##### STORED DATA #####

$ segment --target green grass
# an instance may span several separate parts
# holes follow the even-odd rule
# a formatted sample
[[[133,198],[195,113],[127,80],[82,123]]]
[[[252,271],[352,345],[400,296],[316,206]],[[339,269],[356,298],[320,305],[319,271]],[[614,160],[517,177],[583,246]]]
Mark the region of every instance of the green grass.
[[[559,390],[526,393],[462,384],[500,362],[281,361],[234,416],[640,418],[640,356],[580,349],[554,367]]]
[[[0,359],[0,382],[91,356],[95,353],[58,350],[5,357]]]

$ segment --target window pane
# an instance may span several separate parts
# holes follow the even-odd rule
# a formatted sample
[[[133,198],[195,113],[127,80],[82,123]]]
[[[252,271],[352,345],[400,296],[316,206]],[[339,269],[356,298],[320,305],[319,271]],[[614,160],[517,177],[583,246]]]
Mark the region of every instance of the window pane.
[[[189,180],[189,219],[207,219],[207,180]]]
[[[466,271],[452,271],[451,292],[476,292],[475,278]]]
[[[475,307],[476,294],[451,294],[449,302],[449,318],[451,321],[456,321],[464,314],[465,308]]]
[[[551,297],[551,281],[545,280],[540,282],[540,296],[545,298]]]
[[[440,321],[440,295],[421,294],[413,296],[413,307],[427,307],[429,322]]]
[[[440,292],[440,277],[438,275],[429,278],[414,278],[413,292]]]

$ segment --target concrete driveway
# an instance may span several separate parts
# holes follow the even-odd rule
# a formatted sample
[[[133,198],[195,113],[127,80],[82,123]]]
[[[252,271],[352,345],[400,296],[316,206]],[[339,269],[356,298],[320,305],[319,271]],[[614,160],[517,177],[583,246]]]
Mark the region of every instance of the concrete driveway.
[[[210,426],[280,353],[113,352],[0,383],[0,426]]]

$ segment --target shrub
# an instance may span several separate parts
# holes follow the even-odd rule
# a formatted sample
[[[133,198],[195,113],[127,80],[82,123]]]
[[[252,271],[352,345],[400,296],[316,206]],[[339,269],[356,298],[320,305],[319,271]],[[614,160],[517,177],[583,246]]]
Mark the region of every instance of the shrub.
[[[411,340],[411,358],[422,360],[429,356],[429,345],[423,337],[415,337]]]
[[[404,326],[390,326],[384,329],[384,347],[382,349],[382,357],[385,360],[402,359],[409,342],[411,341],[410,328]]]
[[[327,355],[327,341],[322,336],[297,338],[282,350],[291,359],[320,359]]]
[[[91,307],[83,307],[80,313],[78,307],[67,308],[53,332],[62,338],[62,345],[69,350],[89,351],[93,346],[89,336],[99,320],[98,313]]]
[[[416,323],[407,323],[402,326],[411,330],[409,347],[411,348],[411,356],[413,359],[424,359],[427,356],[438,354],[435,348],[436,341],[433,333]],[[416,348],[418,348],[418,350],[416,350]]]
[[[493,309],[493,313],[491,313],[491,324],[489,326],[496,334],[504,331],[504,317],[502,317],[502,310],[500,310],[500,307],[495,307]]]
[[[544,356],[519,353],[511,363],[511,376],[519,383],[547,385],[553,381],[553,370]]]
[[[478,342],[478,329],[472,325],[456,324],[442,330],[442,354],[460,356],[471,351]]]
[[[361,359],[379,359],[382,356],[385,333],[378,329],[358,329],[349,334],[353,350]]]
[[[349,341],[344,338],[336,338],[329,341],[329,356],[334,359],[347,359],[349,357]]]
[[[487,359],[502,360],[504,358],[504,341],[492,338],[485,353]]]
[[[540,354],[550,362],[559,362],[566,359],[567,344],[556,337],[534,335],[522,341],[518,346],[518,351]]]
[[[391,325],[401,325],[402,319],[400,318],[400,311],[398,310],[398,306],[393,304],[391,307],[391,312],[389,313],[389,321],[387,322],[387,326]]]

#####
##### STORED DATA #####

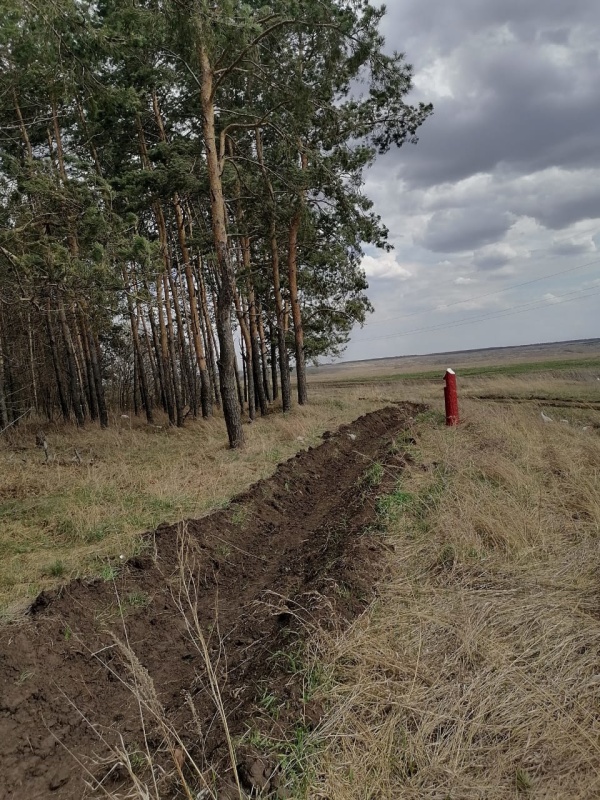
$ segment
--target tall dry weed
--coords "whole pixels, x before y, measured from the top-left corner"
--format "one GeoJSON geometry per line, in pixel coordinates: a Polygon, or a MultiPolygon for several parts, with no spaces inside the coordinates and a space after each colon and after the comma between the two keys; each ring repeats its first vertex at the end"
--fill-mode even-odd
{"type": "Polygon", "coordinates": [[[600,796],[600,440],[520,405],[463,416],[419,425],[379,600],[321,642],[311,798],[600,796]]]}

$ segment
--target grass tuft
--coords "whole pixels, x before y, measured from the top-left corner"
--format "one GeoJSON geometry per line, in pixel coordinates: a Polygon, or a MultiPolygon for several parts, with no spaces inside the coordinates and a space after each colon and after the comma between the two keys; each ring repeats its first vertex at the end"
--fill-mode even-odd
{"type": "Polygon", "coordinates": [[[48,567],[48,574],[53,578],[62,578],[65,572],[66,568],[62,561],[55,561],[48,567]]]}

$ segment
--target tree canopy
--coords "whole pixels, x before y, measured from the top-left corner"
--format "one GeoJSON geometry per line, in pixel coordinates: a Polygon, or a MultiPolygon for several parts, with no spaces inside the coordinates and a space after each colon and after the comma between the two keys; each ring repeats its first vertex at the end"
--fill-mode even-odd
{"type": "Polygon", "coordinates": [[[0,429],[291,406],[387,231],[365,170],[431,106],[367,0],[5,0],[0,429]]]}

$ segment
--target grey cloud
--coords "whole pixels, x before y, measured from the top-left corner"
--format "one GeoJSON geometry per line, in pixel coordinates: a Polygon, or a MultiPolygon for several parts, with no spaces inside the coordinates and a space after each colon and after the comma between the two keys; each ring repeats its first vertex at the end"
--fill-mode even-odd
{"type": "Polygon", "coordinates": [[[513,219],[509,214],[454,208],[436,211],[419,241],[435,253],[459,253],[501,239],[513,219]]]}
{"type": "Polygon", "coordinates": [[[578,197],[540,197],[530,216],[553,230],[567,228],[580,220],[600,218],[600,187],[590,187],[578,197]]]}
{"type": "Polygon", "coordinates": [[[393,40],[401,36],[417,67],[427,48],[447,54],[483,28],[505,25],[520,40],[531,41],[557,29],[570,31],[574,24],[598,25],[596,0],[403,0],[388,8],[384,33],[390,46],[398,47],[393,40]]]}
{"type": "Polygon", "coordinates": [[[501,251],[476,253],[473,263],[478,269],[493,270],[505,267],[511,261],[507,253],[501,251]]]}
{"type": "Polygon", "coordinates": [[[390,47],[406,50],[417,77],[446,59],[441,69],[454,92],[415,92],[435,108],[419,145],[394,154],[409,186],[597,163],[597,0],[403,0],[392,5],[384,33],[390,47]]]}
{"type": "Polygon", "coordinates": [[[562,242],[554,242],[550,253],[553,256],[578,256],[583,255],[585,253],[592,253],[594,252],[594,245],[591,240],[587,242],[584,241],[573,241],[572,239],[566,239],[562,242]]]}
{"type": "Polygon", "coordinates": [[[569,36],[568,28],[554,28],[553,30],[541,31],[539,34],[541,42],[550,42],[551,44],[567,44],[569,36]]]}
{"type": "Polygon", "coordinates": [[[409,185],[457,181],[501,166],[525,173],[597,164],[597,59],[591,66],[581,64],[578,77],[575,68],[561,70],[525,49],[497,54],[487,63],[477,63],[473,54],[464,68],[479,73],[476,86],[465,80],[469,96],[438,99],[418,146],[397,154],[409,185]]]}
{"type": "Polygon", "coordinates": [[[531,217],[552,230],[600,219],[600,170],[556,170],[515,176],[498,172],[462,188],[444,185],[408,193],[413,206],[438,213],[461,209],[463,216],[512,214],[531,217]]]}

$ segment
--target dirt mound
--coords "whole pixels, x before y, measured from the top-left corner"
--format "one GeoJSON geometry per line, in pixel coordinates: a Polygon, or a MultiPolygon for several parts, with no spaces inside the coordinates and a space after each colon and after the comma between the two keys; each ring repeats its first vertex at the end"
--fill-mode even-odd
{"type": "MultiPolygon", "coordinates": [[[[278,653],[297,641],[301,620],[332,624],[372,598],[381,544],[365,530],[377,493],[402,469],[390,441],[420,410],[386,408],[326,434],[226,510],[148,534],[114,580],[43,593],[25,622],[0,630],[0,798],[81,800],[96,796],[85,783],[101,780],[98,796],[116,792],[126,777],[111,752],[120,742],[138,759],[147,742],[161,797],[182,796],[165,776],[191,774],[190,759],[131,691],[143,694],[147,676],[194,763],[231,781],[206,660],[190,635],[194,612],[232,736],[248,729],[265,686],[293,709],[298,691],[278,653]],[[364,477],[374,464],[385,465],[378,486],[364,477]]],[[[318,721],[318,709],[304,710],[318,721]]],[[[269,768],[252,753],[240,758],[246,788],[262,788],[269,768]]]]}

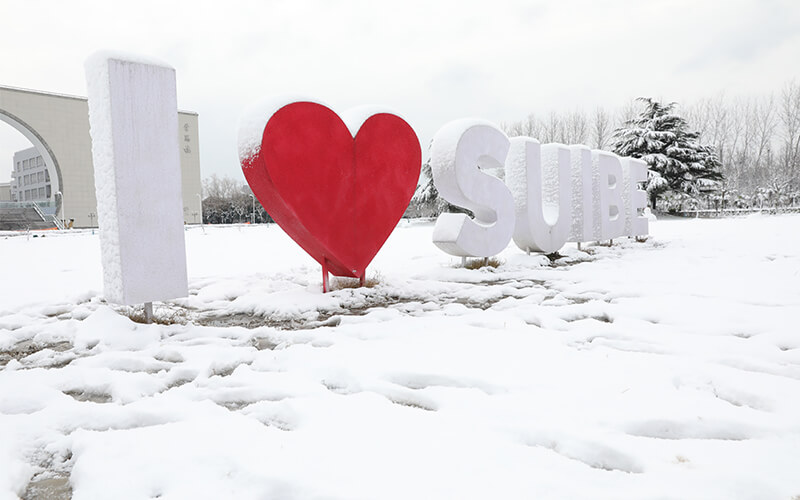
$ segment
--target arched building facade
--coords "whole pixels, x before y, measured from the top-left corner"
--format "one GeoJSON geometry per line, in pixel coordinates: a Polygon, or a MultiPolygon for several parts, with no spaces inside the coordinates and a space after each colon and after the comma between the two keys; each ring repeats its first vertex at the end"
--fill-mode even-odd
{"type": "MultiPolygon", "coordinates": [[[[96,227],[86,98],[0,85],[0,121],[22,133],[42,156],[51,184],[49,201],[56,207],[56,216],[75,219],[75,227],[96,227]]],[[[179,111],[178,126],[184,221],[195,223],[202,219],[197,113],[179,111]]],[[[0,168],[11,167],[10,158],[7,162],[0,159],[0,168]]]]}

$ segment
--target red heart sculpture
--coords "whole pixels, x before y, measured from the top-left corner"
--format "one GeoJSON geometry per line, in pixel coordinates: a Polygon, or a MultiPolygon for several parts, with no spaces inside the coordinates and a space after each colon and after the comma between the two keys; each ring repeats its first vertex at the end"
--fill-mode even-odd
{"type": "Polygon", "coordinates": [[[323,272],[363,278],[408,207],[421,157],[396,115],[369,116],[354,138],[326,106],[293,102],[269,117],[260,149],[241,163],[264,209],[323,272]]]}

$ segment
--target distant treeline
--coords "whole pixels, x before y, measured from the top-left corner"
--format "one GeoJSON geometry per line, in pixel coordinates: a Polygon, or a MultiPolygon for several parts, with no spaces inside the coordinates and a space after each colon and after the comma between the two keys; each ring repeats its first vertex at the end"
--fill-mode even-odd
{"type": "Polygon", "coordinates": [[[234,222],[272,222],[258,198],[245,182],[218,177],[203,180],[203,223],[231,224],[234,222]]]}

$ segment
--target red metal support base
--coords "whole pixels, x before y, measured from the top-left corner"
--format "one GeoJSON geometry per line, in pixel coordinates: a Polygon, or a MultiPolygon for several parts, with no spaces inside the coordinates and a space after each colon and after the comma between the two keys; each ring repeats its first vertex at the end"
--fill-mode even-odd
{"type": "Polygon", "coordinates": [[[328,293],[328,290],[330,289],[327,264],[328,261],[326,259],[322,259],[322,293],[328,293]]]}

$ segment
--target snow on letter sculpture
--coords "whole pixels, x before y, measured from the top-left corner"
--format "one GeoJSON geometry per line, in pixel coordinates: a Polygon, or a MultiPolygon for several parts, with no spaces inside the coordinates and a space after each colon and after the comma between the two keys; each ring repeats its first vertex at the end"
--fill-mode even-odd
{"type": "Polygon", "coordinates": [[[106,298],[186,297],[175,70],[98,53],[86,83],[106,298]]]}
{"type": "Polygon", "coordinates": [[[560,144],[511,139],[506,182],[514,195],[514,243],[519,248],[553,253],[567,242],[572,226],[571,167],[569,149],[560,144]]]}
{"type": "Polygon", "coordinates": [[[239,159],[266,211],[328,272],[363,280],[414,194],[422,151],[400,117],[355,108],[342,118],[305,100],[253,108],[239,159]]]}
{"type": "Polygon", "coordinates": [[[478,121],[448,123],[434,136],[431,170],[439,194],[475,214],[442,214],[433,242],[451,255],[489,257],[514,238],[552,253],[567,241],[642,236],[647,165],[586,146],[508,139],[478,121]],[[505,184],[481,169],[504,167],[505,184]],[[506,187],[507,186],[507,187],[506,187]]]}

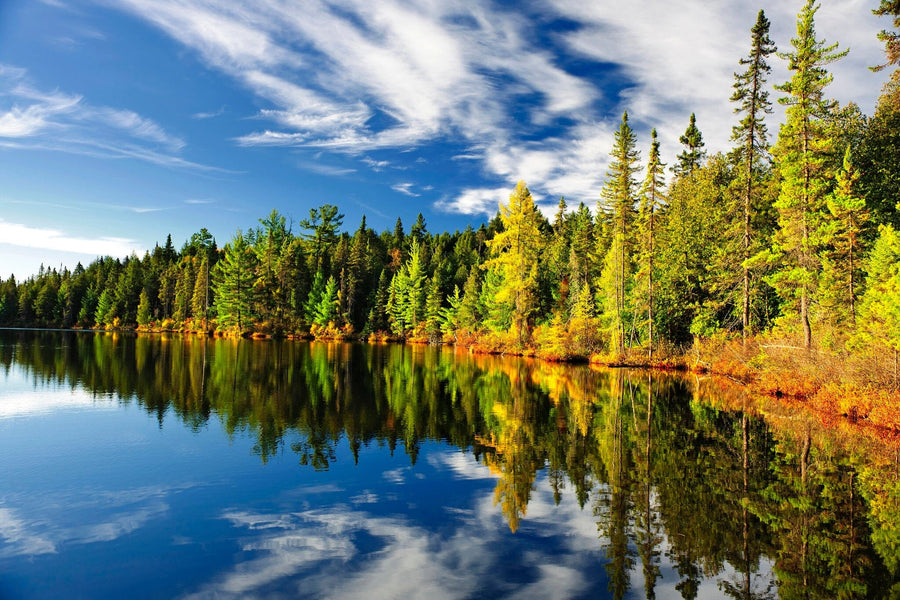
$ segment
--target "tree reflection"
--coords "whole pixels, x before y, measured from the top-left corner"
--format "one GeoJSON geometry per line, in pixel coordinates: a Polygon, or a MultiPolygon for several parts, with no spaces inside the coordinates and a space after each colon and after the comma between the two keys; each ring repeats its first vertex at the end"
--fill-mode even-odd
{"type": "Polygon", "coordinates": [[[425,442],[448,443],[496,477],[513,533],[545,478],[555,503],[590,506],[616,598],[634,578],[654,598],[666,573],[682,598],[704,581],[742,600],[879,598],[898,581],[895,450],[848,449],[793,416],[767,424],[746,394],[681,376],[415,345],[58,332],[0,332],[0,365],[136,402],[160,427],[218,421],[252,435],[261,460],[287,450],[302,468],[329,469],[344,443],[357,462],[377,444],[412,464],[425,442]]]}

#####

§ YOUR OBJECTIVE
Those lines above that contain the string "sculpture" should be returned.

§ ANSWER BOX
--target red heart sculpture
--target snow on letter sculpture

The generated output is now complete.